Repeat exactly the lines of the listing from the line containing "of the reflection" through its last line, and nothing beyond them.

────────────────

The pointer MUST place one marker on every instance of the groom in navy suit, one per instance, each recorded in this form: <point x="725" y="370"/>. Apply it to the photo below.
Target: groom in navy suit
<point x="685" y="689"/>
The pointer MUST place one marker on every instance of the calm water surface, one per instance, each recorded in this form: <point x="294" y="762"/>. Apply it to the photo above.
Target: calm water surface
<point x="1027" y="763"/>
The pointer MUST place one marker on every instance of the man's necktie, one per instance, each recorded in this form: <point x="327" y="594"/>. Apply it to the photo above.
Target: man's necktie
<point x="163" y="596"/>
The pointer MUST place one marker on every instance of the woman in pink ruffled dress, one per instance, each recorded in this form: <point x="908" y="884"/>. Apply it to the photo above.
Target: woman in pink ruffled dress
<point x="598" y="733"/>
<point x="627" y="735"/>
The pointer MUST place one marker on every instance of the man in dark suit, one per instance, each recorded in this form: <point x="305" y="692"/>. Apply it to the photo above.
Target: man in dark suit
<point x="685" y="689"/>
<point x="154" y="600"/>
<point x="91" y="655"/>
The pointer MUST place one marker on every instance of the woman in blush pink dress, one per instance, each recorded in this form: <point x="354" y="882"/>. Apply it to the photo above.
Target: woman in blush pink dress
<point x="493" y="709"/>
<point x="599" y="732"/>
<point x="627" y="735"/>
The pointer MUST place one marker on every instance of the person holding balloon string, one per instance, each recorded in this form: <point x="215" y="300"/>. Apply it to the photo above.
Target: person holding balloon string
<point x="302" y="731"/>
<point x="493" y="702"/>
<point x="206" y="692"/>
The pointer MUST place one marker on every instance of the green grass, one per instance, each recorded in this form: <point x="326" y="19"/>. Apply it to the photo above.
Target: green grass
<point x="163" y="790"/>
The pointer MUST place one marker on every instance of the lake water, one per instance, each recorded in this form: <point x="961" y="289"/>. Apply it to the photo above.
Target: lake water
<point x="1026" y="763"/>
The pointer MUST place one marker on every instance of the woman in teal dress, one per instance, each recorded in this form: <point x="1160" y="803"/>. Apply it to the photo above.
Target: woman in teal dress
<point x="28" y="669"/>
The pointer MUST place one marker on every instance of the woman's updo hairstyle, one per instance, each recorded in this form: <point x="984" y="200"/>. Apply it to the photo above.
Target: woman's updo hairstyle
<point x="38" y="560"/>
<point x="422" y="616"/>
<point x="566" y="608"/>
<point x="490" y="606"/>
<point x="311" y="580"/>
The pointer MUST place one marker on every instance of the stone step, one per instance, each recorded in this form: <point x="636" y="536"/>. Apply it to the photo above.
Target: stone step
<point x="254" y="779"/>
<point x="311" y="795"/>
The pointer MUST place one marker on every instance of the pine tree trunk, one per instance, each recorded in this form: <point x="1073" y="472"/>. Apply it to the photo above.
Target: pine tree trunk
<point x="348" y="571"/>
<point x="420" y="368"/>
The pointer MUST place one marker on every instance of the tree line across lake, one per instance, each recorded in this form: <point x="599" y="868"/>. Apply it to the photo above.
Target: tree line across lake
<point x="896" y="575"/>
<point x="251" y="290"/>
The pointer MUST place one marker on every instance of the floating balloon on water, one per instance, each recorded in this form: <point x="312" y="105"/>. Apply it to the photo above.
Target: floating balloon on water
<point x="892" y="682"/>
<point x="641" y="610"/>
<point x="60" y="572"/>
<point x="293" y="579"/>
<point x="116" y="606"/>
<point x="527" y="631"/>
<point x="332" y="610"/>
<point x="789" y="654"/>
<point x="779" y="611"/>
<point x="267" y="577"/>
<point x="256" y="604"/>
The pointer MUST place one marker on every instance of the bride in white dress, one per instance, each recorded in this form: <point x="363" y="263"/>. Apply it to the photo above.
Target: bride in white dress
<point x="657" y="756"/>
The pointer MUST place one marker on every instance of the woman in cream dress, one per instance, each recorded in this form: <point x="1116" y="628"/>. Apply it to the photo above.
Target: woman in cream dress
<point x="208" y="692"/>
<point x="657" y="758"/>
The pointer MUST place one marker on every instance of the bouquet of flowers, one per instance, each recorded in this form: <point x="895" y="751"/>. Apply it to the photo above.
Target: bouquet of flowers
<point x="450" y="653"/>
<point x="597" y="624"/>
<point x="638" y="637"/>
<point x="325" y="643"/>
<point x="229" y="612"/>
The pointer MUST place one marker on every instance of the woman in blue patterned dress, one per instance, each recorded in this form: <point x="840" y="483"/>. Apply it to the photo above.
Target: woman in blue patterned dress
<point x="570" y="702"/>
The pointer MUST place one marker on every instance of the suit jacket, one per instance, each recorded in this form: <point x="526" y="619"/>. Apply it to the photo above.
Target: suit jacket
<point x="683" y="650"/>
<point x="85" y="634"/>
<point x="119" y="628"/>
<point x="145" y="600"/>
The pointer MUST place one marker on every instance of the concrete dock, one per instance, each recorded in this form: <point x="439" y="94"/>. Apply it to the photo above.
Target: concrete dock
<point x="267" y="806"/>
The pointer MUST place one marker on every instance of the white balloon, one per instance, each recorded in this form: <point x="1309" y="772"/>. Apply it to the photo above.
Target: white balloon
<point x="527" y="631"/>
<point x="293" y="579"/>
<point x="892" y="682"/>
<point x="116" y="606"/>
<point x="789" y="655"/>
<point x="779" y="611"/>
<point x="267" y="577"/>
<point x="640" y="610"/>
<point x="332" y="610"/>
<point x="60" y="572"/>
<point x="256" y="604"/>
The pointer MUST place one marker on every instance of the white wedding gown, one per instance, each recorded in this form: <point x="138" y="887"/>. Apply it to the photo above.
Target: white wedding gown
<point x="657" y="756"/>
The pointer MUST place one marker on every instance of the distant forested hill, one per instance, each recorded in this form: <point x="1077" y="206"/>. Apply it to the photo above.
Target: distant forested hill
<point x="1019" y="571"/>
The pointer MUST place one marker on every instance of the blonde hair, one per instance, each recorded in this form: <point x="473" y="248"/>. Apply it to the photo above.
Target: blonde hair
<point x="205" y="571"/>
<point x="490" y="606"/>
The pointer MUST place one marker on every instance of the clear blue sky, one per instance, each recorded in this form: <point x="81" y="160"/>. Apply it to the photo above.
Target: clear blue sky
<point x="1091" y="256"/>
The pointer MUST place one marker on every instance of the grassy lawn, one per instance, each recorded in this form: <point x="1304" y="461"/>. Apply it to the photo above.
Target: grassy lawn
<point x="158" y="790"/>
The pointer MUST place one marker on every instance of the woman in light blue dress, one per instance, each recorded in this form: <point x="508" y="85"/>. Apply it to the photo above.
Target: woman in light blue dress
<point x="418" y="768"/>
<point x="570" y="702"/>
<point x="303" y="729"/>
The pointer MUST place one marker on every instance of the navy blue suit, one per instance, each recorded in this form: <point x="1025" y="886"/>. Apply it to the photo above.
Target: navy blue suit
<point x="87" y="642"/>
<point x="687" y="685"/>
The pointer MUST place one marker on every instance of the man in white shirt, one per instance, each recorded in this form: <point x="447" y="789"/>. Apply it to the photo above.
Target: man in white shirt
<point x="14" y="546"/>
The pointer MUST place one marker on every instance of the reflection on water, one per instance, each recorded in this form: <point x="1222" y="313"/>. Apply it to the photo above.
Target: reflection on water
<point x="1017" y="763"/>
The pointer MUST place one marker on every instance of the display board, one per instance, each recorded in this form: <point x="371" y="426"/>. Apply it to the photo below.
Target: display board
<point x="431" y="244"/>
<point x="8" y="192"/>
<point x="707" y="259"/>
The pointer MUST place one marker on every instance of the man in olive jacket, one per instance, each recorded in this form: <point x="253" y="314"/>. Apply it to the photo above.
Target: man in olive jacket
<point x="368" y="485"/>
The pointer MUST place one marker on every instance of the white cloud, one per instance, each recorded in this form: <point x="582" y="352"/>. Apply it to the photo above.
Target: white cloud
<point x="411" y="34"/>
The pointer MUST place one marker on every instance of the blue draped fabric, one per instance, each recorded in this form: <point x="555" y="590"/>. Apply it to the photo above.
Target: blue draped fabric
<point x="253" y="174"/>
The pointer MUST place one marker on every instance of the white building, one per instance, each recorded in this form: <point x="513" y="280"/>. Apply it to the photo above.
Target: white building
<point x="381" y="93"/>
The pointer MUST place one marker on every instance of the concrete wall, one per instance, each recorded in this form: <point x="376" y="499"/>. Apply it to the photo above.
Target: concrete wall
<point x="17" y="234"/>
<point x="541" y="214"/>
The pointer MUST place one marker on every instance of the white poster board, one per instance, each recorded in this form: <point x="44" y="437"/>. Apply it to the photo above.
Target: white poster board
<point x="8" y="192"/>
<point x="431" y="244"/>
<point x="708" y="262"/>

────────────────

◆ TASK SOLUTION
The pointer MUST place one marker on every instance of the reflection on water, one per instance, each recorded in this form: <point x="1222" y="313"/>. Apply it to the photo above.
Target: reflection on water
<point x="1017" y="763"/>
The pointer MUST place one marker on every instance of the display board, one per instance, each recorded in this form: <point x="371" y="426"/>. Apply it to the photo below.
Target: display board
<point x="431" y="244"/>
<point x="8" y="192"/>
<point x="707" y="259"/>
The pointer MUST place one marker on every instance of the man in olive jacket, one per instance, each recorded in this form: <point x="253" y="314"/>. Apply it to the photo above.
Target: man in olive jacket
<point x="368" y="485"/>
The pointer MUST place one marker on every instance of the white cloud, one per instance, each recorded in this form: <point x="582" y="352"/>. Apply it to the photo above.
Target: white cloud
<point x="411" y="34"/>
The pointer MUST place one marker on every instance of the blue draped fabric, one per instance, each recorded in this form: <point x="555" y="590"/>. Apply it to the photo above.
Target: blue draped fabric
<point x="253" y="174"/>
The pointer MUST place one marker on every instance of the white building, one per instance, each recorded in this form: <point x="513" y="280"/>. Apply it to the photo above.
Target: white building
<point x="381" y="93"/>
The pointer MUST place one marker on every instance of the concrete wall, one per instance, each recorded in this form: <point x="376" y="499"/>. Apply it to the photo above.
Target: concrete wall
<point x="17" y="234"/>
<point x="541" y="214"/>
The pointer MUST place one marker on every instance of the white poster board, one per instance, each recorded in this form: <point x="44" y="437"/>. Apply it to the photo above.
Target: white poster board
<point x="8" y="192"/>
<point x="431" y="244"/>
<point x="708" y="262"/>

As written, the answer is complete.